Prompt 1:
What does the passage on Internet platforms say the commercial Internet should be called?

Quoted text:
The Internet has been called a “network of networks.” Although the phrase once had meaning, it is misleading today. It does not reflect how commercial behavior has shaped the Internet’s evolution.
Leading firms and their business partners view the commercial Internet through the same lens they view the rest of computing. To them, the Internet is a market in which to apply their platform strategies.
That is my point. The commercial Internet should be called a “network of platforms.”
This might sound like a philosophical rather than a pragmatic observation, but hear me out. Most firms and users are better off with platforms than without. Yet, if the behavior of prior successful platforms predicts the future, problematic issues will inevitably arise.
This will take some explaining.
Coordinating Activity Through Platforms
Typical use of Internet-related services requires multiple independent firms successfully executing a set of technically interrelated activities. Even the simplest of activities, such as sending email, involves many participants, such as the writer of the client software, the carrier of the data, and the operator of the server. To provide services efficiently, firms must agree in advance as to how their business activities will interrelate.
Focusing solely on the technical action misses how firms address the challenges making all the part interoperate. Commercial firms typically negotiate arrangements in advance with all relevant participants or do it all themselves. In business parlance, firms either negotiate standards or they offer their own platform for accomplishing the task.
Platforms are a standard bundle of components and designs around which vendors build services. Ever since the Internet emerged, many leading businesses have preferred to address challenges with platforms.
The list of important platforms on the Internet is long. They include proprietary platforms, open source platforms, and business platforms.
This is an enormous evolution: the present arrangement looks nothing like the Internet of the early 1990s, before it commercialized.
Platforms on the Internet
Today, many observers believe that Google—which did not even exist when the Internet first commercialized in the mid-1990s—has the most effective platform on the Internet.
Google’s approach is interesting. Sometimes it makes code accessible to programmers for mash-ups—for example, building services that attracts developers and users with no direct way to generate revenue. Sometimes it retains many proprietary features, particularly in its search engine, which also supports a lucrative ad-placement business. Google takes action to prevent anyone from imitating it. For example, the caching, indexing, and underlying engineering tweaking activities remain hidden from public view.
The firm profits from shaping the actions of others. Many other firms expend considerable resources optimizing their Web pages to appear high on Google’s search results, and Google encourages this in various ways. For example, it lets potential advertisers, who will bid in Google’s auctions, know which words are the most popular.
To its credit, Google seems to manage a community of programmers with some success. For example, Google’s relationship with a large community of developers plays a central role in their recent efforts in the handset market, an effort known as Android.
Networking equipment provider Cisco is another prominent platform provider for the Internet. For many years, Cisco made most of its profit from selling hubs and routers, so the platform strategy was rather straightforward. Cisco aspired to growing closely related businesses, offering users a nearly integrated solution to many networking problems.

Prompt 2:
Rewrite the rows from the line containing "Put a point on the stone" through the last row, inclusive, substituting "lamppost" for "street lamp" and leaving everything else unchanged.

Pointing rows
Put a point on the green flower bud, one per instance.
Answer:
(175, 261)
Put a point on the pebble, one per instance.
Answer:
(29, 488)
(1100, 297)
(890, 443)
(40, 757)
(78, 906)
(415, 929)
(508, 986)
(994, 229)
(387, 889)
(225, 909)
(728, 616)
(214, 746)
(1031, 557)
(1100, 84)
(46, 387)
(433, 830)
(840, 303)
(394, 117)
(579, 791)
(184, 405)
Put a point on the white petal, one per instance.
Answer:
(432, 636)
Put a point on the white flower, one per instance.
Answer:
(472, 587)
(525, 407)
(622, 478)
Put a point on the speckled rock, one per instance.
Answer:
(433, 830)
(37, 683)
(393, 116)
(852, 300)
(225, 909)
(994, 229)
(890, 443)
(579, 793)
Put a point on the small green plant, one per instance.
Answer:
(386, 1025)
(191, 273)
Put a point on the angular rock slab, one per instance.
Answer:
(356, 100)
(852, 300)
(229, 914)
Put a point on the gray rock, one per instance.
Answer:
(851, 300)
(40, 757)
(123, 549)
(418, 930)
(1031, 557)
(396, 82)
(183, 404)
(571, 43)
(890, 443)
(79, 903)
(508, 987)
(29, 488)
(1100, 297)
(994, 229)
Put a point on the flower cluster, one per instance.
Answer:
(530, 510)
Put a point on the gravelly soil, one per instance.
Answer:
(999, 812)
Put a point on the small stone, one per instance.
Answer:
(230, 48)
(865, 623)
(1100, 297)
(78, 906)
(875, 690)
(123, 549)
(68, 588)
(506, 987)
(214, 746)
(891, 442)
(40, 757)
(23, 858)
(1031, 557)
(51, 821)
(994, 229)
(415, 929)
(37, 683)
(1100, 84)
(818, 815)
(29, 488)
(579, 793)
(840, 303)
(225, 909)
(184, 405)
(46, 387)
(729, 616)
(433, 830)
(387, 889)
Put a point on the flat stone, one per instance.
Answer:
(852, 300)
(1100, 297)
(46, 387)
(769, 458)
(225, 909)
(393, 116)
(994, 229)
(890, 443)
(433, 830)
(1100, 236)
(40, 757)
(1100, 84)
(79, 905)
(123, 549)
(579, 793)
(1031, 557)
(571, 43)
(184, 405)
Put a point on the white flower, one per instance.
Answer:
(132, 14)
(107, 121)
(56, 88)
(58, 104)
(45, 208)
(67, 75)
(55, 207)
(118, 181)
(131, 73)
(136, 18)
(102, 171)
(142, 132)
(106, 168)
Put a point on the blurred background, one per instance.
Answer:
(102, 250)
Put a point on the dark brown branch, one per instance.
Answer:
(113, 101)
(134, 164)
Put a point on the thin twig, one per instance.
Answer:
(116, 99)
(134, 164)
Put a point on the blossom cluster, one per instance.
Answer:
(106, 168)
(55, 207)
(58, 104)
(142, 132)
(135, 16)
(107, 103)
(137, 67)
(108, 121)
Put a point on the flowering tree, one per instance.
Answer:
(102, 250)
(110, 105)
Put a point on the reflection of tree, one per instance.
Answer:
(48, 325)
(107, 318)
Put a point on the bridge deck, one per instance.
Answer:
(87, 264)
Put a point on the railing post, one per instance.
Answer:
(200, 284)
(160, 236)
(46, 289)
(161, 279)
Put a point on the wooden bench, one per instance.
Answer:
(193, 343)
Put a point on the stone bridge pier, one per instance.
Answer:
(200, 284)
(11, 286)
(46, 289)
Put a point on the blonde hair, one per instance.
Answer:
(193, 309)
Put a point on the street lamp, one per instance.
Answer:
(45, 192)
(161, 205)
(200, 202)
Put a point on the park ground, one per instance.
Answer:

Final result 1:
A "network of platforms."

Final result 2:
Put a point on the stone bridge pier, one per instance.
Answer:
(200, 284)
(11, 286)
(46, 289)
Put a point on the blonde hair, one per instance.
Answer:
(193, 309)
Put a point on the lamppost, one per instance.
Answer:
(45, 192)
(161, 205)
(200, 202)
Put a point on the park ground, one per instance.
Answer:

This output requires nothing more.